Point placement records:
★ ★ ★
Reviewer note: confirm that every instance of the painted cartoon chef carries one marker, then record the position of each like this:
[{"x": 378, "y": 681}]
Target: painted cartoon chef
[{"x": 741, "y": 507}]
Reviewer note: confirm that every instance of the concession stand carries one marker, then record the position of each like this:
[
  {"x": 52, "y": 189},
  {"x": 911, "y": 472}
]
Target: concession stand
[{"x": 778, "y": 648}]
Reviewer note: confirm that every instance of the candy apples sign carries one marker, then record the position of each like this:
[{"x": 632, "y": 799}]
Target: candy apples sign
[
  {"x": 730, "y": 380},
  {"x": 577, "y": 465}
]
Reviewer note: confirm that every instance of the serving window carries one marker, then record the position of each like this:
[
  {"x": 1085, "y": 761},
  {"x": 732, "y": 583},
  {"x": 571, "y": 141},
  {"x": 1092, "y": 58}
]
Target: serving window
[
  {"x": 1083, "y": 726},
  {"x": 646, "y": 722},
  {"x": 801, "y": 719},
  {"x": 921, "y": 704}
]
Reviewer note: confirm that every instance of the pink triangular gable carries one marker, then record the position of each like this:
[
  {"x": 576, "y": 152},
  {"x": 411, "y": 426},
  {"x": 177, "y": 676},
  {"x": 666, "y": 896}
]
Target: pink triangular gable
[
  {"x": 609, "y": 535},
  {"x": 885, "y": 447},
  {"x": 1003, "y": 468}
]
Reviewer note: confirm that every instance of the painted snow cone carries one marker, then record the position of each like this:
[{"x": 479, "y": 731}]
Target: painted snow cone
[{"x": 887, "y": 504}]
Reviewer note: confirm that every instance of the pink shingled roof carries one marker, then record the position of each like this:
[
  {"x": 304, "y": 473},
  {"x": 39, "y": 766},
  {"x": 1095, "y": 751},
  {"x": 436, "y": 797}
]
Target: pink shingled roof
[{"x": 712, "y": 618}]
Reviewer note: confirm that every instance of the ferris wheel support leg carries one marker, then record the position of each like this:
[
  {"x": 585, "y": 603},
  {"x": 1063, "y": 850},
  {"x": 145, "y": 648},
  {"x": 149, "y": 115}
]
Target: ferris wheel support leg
★ ★ ★
◆ WORK INSTRUCTIONS
Please return, unchanged and with nothing else, every line from the one containing "Reviewer note: confirm that every instance of the pink shingled" through the last line of the rows, keeping both ends.

◆ REPLY TO THE TASK
Reviewer note: confirm that every instance of the pink shingled roof carries one marker, then record the position of each like this:
[
  {"x": 304, "y": 473},
  {"x": 39, "y": 766},
  {"x": 1095, "y": 751},
  {"x": 436, "y": 797}
]
Target: pink shingled roof
[{"x": 712, "y": 618}]
Reviewer note: confirm that every instance of the ferris wheel support leg carries one marker, then record the position of each like this:
[
  {"x": 585, "y": 603},
  {"x": 1063, "y": 850},
  {"x": 145, "y": 648},
  {"x": 149, "y": 115}
]
Target: ferris wheel support leg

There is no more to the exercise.